== Extrait source ==

★ ★ ★ ★

La nouvelle est passée inaperçue. Les Chefs d’Etat africains réunis lors la dernière conférence annuelle de l’Union Africaine accédaient à la demande de la République haïtienne d’intégrer l’Union Africaine. Une adhésion qui peut surprendre… à la fois évidente et inédite. Passage en revue des dangers et opportunités de ce rapprochement.
1804, naissance de la République d’Haïti après le soulèvement des esclaves de Saint-Domingue qui vainquent les troupes napoléoniennes. Haïti devient la première république indépendante de population majoritairement noire. Un peu plus de 200 ans plus tard, en juin 2012 plus précisément, Haïti rejoindra l’Union Africaine. Une première pour l’organisation panafricaine, en faveur d’un pays de sa « diaspora ».
Historiquement, les liens entre le continent africain et Haïti sont évidents. Séparés par la tristement célèbre traite négrière, ces peuples à l’histoire commune ont l’occasion de se retrouver. Ensuite, Haïti ayant accédé à l’indépendance en 1804, près de 150 ans avant le premier printemps africain des années 60, n’a pas ménagé ses efforts pour accompagner les futurs États africains dans leur quête d’indépendance, notamment par son appui au Rassemblement Démocratique Africain.
Mais plus que l’Histoire, ce qui unit aujourd’hui Haïti et les pays africains, ce sont bien le Présent et évidemment le Futur. Cet argument va sans doute donner du grain à moudre aux éternels afro-pessimistes. Car, de fait, malgré ses 150 ans d’ « avance » sur ses petits frères, Haïti est restée économiquement et socialement très proche d’eux. Le pays se traîne au milieu des pays d’Afrique Noire dans les classements de développement humain. Il présente la même jeunesse de population (40% de la population a moins de 14 ans). Le faible taux de croissance déjà peu reluisant a été fortement grevé par la catastrophe naturelle de 2010, conduisant à un chômage de masse.

★ ★ ★ ★

== Données enregistrées ==

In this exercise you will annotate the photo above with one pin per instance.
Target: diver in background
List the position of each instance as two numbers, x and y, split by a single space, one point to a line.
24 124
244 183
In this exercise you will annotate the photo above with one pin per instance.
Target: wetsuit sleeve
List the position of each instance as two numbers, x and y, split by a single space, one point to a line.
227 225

★ ★ ★ ★

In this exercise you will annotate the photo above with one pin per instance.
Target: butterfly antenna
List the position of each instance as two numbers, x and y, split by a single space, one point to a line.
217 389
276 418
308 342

★ ★ ★ ★

== Tâche à réaliser ==
Poursuivez le texte sur l'adhésion d'Haïti à l'Union africaine à partir de sa dernière phrase.

== Réponse attendue ==
Une lumière cependant au tableau qui ne manquera pas de susciter des réactions passionnées : Haïti est résolument ancrée sur le chemin de la démocratie. Au point que les récentes élections de mai 2011 ont porté au pouvoir Michel MARTELLY, plus connu pour ses chansons à succès et son rôle dans le carnaval annuel que pour ses prises de position visionnaires pour le bout d’Île… Ce dernier a remporté haut la main des élections jugées transparentes, en revendiquant être le candidat du peuple face à Mirlande Manigat, constitutionaliste de formation, et candidate de facto « des riches et cultivés ». Sans préjuger de la faculté du président élu à sortir Haïti de sa torpeur, on peut tout de même penser que celui-ci doit son élection plus à sa popularité qu’à son programme politique.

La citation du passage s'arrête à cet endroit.